+++ THE DATA
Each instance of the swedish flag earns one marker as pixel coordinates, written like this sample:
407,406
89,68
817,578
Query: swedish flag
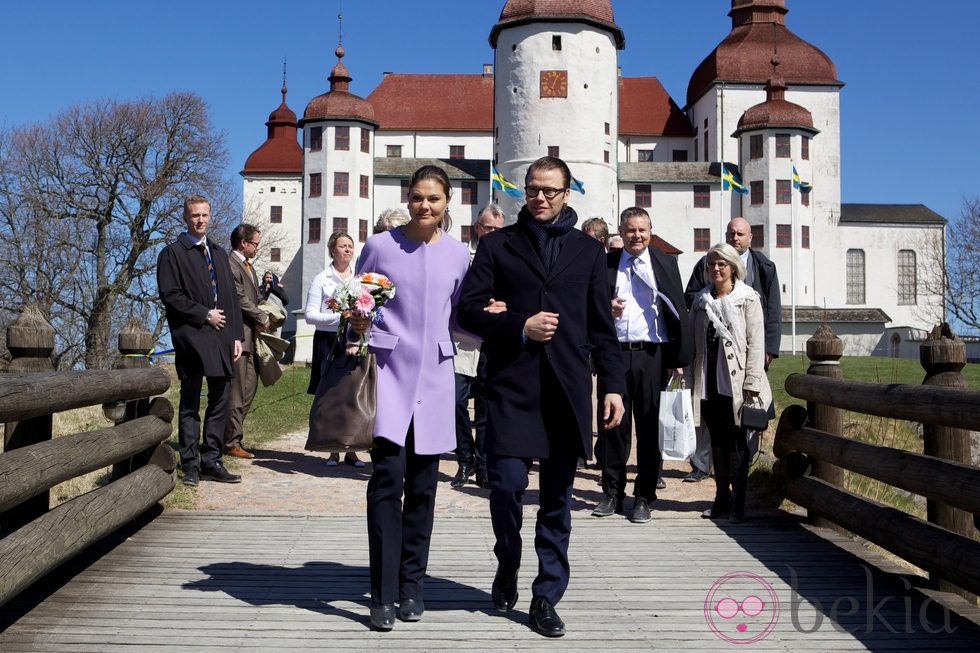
++++++
[PROBLEM STATEMENT] Can you restate all the records above word for word while dropping the pictures?

[FULL OUTPUT]
Each instance of the swedish flag earns one marker as pixel coordinates, written like this sample:
407,406
89,68
817,578
Query: swedish flag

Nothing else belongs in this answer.